== WHAT YOU WILL DO ==
Render every line of the entries below as a Markdown table with the columns "No." and "Text", where each row holds its line's number in "No." and that line in "Text". Omit blank lines.

== DATA EXTRACT ==
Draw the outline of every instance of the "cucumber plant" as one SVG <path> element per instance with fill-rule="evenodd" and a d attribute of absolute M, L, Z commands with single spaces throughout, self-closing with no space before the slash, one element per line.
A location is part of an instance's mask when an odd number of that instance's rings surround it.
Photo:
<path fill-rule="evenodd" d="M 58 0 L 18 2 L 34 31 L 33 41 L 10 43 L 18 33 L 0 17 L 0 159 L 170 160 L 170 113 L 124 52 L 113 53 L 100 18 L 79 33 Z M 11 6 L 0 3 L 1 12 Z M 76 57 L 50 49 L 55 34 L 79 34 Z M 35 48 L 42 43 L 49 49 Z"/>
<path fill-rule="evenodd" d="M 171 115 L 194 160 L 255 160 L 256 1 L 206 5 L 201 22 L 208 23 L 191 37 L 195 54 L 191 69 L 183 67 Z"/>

== SOLUTION TO THIS EXERCISE ==
| No. | Text |
|---|---|
| 1 | Draw the outline of every instance of the "cucumber plant" as one SVG <path> element per instance with fill-rule="evenodd" and a d attribute of absolute M, L, Z commands with single spaces throughout, self-closing with no space before the slash, one element per line. |
| 2 | A location is part of an instance's mask when an odd number of that instance's rings surround it. |
| 3 | Photo: |
| 4 | <path fill-rule="evenodd" d="M 58 0 L 18 2 L 34 31 L 33 41 L 10 43 L 18 33 L 0 17 L 0 159 L 170 160 L 170 113 L 124 52 L 113 53 L 100 18 L 79 33 Z M 11 6 L 0 3 L 1 12 Z M 76 57 L 50 49 L 55 34 L 79 34 Z M 35 48 L 42 43 L 49 49 Z"/> |
| 5 | <path fill-rule="evenodd" d="M 171 115 L 194 160 L 255 160 L 256 1 L 206 5 L 201 22 L 208 23 L 191 37 L 195 54 L 191 69 L 183 67 Z"/> |